Request: In the rows below, change every "Target" to "Label" and reproduce everything else unchanged.

Stored data:
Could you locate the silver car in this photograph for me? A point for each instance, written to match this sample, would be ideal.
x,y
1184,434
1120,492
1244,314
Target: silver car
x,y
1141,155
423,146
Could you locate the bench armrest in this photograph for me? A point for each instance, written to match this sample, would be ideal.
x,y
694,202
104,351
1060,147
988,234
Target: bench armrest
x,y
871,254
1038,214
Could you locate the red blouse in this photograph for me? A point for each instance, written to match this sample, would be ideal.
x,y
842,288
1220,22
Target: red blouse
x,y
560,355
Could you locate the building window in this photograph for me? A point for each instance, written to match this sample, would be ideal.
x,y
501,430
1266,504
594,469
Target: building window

Result below:
Could you locate the silver car in this photograph for me? A point for each instance, written to match this sample, would be ideal.
x,y
1184,434
1120,492
1244,314
Label: silver car
x,y
1141,155
423,146
Could you locate the bench armrest in this photograph for me? A point for each instance, written to match this sample, would be ideal.
x,y
694,202
104,351
1060,147
988,234
Label: bench armrest
x,y
871,254
1038,214
Could you locate the red blouse in this photograph for me? A point for each instance, written to match this sample, would be ideal.
x,y
842,288
1220,22
Label: red blouse
x,y
560,355
Could you locate the building window in this photograph for me? A point for each instance, written to match this sample, would be ideal.
x,y
501,430
1266,504
594,469
Label: building window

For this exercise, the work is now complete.